La concordance des formes verbales de l’hébreu impose cette lecture : la première partie du verset est consécutive à la seconde, et non l’inverse. Un homme ne quitte pas son père et sa mère pour s’attacher à sa femme, mais parce que, il s’est attaché à son ishah.


Gn 2, 25
et n’étaient pas confondus
Hébreu : welo yiteboshashou

Littéralement : et ils ne se faisaient pas de honte. Le verbe boush, « avoir honte », peut être rapproché du verbe labash, « vêtir » ou « revêtir », que l’on trouve en Gen 3, 21 (citation finale du texte biblique) ; ce rapprochement fait apparaître le vêtement comme un objet « pour la honte ».


Gn 3, 20
Car c’est « lui » la mère

Troisième occurrence (après Gn 2, 12 et 3, 12) de ce que la Tradition d’Israël appelle le « qéré permanent du Pentateuque ». Le mot écrit (Khétiv) est bien hou (lui) avec la lettre waw ; il doit être lu (lecture : qéré) hy (elle), comme si la lettre waw avait été remplacée par la lettre yod. Respectant ce qui est écrit, nous mettons le masculin entre guillemets, afin de respecter aussi cette tradition qui n’a rien à voir avec une erreur typographique. On trouvera au commentaire quelques considérations sur la lecture possible de cette étrange grammaire.

Données enregistrées:
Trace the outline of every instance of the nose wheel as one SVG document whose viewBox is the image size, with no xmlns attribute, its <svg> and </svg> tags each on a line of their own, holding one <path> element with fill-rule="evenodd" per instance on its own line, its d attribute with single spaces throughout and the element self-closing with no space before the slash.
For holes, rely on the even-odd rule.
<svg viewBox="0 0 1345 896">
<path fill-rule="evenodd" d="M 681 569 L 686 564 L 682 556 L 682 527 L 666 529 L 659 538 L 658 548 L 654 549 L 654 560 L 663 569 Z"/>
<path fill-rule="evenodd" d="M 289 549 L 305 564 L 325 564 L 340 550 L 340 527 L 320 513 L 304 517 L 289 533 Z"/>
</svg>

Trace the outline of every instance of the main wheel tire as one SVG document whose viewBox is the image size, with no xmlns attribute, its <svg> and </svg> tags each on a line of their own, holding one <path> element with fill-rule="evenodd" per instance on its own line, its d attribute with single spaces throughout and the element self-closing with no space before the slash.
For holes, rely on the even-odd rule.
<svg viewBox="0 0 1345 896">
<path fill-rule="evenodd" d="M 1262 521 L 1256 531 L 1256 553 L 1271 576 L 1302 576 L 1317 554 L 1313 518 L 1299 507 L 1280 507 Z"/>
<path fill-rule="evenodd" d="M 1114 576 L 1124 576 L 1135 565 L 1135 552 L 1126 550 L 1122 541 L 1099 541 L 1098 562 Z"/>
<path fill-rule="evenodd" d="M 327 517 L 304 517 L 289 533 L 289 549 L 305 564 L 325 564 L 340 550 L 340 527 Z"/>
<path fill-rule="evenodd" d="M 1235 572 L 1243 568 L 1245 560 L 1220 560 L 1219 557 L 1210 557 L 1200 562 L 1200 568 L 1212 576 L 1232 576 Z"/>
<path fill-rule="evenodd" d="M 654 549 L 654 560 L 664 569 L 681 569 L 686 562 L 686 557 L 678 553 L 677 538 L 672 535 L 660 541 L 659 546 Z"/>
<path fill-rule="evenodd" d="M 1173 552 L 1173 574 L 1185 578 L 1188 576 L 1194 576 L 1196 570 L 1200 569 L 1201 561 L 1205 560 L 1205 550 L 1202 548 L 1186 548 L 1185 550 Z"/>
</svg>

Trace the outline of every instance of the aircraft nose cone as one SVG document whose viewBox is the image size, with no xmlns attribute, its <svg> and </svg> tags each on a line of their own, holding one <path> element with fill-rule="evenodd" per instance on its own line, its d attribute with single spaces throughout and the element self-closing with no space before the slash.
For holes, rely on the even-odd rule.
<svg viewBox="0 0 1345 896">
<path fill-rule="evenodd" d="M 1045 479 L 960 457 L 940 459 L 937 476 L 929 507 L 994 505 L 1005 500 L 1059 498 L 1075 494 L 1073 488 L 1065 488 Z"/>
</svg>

- **TÂCHE**
Poursuivez, s'il vous plaît, les notes sur le texte hébreu de la Genèse après leur dernière phrase.

- **RÉSULTAT DE LA TÂCHE**
Gn 3, 21
Adam
Hébreu : adam

Alors que l’on attend ici l’article défini, pour lire l’hominidé comme au verset précédent, il n’y a pas d’article. On peut donc lire un hominidé, ce qui n’a guère de sens ici, ou Adam, ce qui anticipe le verset 4, 25 et, à sa suite, tout le chapitre 5 dans lequel on ne trouve plus que le nom propre. Cette anticipation reproduit celle de Gn 3, 17, verset dans lequel Dieu annonce à Adam les conséquences de sa désobéissance, qui concernent bien l’homme, en effet, et non l’hominidé. On peut alors en conclure que les « tuniques de peau », de la même manière, sont faites pour l’homme, pour le protéger contre les effets excessifs de sa désobéissance.
À l’appui de cette interprétation, rappelons la belle Tradition d’Israël : l’homme avant la faute (c’est-à-dire l’hominidé) rayonnait de la lumière divine, et la peau est venue remplacer la lumière. Or, en hébreu, le mot peau est obtenu en remplaçant, dans le mot lumière, la première lettre aleph (gutturale silencieuse) par la lettre ’ayn (gutturale sonore). La même transformation littérale fait passer du verbe or, racine du mot lumière (briller, illuminer), au verbe ’or, racine du mot peau, dont le sens est « dénuder, être mis à nu ».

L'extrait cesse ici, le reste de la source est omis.